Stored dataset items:
● ● ● ● ●
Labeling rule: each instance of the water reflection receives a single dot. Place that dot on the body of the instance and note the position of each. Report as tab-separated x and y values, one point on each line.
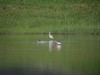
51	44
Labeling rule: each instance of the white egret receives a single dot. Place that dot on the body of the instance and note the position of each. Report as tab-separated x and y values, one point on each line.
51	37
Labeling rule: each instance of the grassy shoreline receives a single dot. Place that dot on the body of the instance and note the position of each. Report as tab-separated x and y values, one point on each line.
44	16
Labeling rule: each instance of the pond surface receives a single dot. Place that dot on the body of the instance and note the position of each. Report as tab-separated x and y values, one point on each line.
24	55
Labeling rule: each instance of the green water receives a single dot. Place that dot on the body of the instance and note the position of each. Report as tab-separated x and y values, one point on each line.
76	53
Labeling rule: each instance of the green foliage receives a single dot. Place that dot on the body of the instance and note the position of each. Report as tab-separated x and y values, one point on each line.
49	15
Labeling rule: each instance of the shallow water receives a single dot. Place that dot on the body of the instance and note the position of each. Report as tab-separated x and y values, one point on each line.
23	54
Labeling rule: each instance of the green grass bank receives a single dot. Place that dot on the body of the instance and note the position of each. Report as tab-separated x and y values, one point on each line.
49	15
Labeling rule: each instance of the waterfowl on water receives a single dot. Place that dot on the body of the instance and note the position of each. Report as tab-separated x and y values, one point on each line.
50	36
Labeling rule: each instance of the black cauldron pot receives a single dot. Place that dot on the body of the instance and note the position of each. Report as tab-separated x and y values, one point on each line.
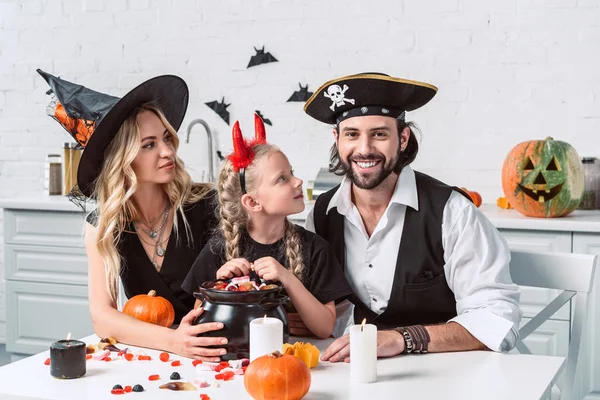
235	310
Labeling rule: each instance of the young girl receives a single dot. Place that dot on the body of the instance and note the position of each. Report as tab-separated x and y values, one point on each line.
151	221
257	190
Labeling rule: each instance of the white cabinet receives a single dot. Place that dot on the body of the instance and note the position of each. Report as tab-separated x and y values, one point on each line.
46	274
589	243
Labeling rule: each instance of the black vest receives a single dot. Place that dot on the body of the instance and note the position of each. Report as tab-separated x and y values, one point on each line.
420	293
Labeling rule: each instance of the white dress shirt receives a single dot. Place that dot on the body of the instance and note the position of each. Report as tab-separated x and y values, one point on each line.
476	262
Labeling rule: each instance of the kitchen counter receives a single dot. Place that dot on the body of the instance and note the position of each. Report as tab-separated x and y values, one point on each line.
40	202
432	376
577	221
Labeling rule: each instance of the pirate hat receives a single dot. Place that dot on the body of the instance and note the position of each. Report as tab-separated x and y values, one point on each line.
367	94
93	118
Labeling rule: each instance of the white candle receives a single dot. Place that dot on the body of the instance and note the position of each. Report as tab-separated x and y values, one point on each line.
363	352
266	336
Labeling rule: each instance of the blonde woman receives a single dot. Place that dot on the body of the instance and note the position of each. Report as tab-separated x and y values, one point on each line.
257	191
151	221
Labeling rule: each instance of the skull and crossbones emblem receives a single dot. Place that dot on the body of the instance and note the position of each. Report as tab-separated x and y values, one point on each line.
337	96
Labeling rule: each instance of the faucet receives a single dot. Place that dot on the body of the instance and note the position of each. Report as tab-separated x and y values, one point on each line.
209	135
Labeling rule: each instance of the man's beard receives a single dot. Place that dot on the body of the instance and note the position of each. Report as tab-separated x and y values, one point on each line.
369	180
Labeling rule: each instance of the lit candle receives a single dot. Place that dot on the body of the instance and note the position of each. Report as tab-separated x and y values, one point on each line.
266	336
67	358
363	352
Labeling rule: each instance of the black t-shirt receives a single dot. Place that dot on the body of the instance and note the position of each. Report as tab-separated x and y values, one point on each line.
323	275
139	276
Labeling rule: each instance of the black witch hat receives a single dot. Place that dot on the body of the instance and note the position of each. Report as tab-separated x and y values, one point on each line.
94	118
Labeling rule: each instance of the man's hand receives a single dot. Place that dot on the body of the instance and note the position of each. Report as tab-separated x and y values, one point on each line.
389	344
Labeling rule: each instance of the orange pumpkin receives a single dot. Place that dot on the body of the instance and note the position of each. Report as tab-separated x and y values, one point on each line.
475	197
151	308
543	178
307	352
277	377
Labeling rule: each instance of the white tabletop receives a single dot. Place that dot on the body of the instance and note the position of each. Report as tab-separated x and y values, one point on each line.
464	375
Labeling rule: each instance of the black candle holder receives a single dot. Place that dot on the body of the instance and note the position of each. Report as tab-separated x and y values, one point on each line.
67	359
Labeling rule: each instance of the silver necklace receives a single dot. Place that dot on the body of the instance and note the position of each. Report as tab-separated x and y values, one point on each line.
● ● ● ● ●
Your goal: Output nothing except an exact copy of the records above, with the images left out.

Written response:
Labeling rule: each instance of the water reflection receives a single dot. Place that dot on the body of the instance and note the position of each. Report as tab-separated x and y values, one point on each line.
51	44
Labeling rule: each instance of the white egret receives a single dot. Place that dot on the body of the instance and note the position of each. Report as tab-separated x and y values, one point on each line.
51	37
Labeling rule: each instance of the grassy shoreline receives a single dot. Place that dot on the body of the instance and note the position of each. Report as tab-separated x and y values, one point on each line.
44	16
Labeling rule: each instance of the pond surface receives a single dot. Place that dot on the body of the instance and note the position of each. Report as tab-separated x and y values, one point on each line.
24	55
Labeling rule: each instance of the green water receives a single dot. Place that dot on the body of the instance and note the position of each. Report as tab-separated x and y values, one point on each line.
76	53
Labeling rule: each instance of the green foliage receives a single dot. Place that dot on the body of the instance and note the position of each. Report as tab-separated x and y values, one point on each line.
49	15
Labeling rule: each instance of the shallow water receives a single dot. Place that dot on the body of the instance and note the position of each. Report as tab-separated x and y values, one point on each line.
23	54
Labeling rule: each instance of the green grass bank receives a single dot. Place that dot on the body of the instance and note the position of each. Report as tab-separated x and y values, one point on each line.
49	15
Labeling rule: each instance of the waterfowl on water receives a single dot. Place that dot on the body of the instance and note the position of each. Report as tab-separated x and y values, one point on each line.
50	36
Labeling rule: each instance of the black cauldron pot receives a single dot. Place that dot on the body of the instance and note the position of each. Report as tab-separated x and y values, one point on each line.
235	310
Labeling rule: each instance of the young girl receives a single dot. Place that dot on the body of the instance and note the position of each. Report as tab-separated x and y values, one point on each line.
151	221
257	190
Labeling rule: each instance of the white cabinet receives a single dot. Place that dot on the body of the instance and note the position of each. Report as tab-separated x and y values, one point on each line.
46	274
589	243
Labeling rule: each instance of the black vest receives a single dot. Place that dot on the body of the instance and note the position of each. Report as tab-separated x and y values, one point on each line.
420	293
Labeling rule: each instance of the white dress shirt receives a single dot. Place that dot on the body of the instance and note the position of each. Report as tab-separated x and y values, one point on each line.
476	262
Labeling rule: each instance of the kitchen counter receives a single dot. Place that dot on the body of the instance and note the position of each. Report as tab-separated x and y values, one point on each line.
40	202
432	376
577	221
Labeling rule: each instance of the pirate hat receives a single dot. Place that dot on the body of the instance and note the position of each. Report as tab-separated x and y values, one point on each line.
367	94
93	118
Labeling rule: each instance of the white candle receives a single dot. Place that dot on the body of the instance and note the position of each. Report as tab-separated x and y values, one point on each line.
363	352
266	336
Labeling rule: each instance of the blonde woman receives a single dot. Place that dot on the body of the instance and note the position of each. Report as tab-separated x and y values, one point on each line.
257	191
151	221
Labeling rule: each instance of the skull and crossbones emblem receives a single dot. Place that dot on the body of the instance and note the position of each. Report as tab-separated x and y values, one point on each line.
337	96
Labeling rule: each instance of the faucet receives a single dot. Place that dot on the body of the instance and note the position of each. Report as tab-separated x and y values, one point on each line.
209	135
Labeling rule: each instance of the man's beard receives a single dot. Place that dot on the body of the instance and note the position of each. Report as tab-separated x and y values, one point on each line.
369	180
Labeling rule: each instance of the lit candle receives a single dot. Place that dot on the body of the instance and note the position of each. Report as tab-separated x and y values, one point on each line.
266	336
67	358
363	352
Labeling rule: each instance of the black t-shirt receives a single dot. Place that dot on the body of the instance and note the position of each. Report as tab-separated x and y values, one point on each line.
323	275
139	276
Labeling rule: each instance of the black witch hat receives a single dot. Place that dot on the body of the instance and note the position of each. Report as tab-separated x and y values, one point on each line.
94	118
Labeling rule: each instance of the man's hand receives a single dot. Place that dot on the body of the instance and note the position of each. Report as tab-separated x and y values, one point on each line.
389	344
Labeling rule: each instance of the orange pumpkin receives a single dot. Place that dot on the body of the instance and note the position of each. Report as tab-separated x and y values, one point on each line.
475	197
151	308
543	178
307	352
277	377
Labeling rule: each instance of the white tabletop receives a single dot. Place that dot on the body of the instance and note the position of each. Report as tab-separated x and y values, one point on each line.
464	375
Labeling rule: each instance of the black candle holder receives a single dot. Place that dot on the body of the instance and note the position of each. Report as tab-separated x and y values, one point on each line.
67	359
Labeling rule: each instance of the silver necklace receives a single dot. Place that dot on the body of the instance and note the position of each. Report as tab-separated x and y values, one point on each line.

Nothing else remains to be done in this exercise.